PROVIDED PASSAGE ::
• • • • •
Not as fast as claimed

Support software, supplied on CD, includes a well laid-out driver, which offers support for page collation, multiple pages per sheet, watermarks and control of duplex print, which is standard on the E260DN. There's also a network support applet, so you can access printer status from any machine running it. Both PCL 6 and PostScript Level 3 are provided in emulation, and there are drivers available for Windows 2000 upwards, Mac from OS 9 onwards, and several species of Linux.

Lexmark E260DN

Is this fiddly wire really necessary? Er... no

Lexmark claims a speed of 33ppm for this machine, but it's hard to see how it arrives at this figure. We started testing with a standard, five-page text document and timed, as always, from clicking OK in the Print dialog, to the last page arriving in the output tray. This takes account of processing time, as well as physical printing and is a more practical measure, as you can't do anything with a document until the printer has finished producing it.

The five-page test completed in 19 seconds, equivalent to 15.8ppm - less than half the stated figure. Running a 20-page document, where processing time is a smaller proportion of the complete print, increased the measured speed to 20ppm, but this is still less than two-thirds of the spec sheet figure.
• • • • •
SUPPLIED RECORDS ::

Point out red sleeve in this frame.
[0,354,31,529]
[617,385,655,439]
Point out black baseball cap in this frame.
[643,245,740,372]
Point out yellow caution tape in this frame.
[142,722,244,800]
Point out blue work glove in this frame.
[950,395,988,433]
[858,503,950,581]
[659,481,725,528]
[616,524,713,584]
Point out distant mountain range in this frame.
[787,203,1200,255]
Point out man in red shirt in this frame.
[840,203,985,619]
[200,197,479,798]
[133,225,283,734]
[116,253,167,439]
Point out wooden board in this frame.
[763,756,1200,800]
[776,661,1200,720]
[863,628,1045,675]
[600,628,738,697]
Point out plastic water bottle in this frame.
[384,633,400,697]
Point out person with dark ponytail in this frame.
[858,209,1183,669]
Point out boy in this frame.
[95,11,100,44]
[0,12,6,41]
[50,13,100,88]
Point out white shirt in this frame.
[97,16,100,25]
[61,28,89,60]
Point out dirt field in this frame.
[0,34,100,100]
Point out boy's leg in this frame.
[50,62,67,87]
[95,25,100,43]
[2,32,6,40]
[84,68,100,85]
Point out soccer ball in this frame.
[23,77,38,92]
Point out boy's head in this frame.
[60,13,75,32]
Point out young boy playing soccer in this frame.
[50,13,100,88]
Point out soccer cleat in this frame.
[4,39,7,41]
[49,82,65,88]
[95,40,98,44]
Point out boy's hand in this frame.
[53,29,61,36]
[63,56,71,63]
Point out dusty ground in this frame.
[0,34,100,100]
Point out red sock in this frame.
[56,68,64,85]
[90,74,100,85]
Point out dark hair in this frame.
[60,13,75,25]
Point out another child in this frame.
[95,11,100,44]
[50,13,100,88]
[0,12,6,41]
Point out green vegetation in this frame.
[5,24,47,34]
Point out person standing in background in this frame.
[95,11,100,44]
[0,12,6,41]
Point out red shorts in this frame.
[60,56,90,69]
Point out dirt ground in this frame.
• • • • •
Please reproduce the printer review from "The five-page test" up to and including "spec sheet figure.". Rely solely on the printer review, not on the listing.

The five-page test completed in 19 seconds, equivalent to 15.8ppm - less than half the stated figure. Running a 20-page document, where processing time is a smaller proportion of the complete print, increased the measured speed to 20ppm, but this is still less than two-thirds of the spec sheet figure.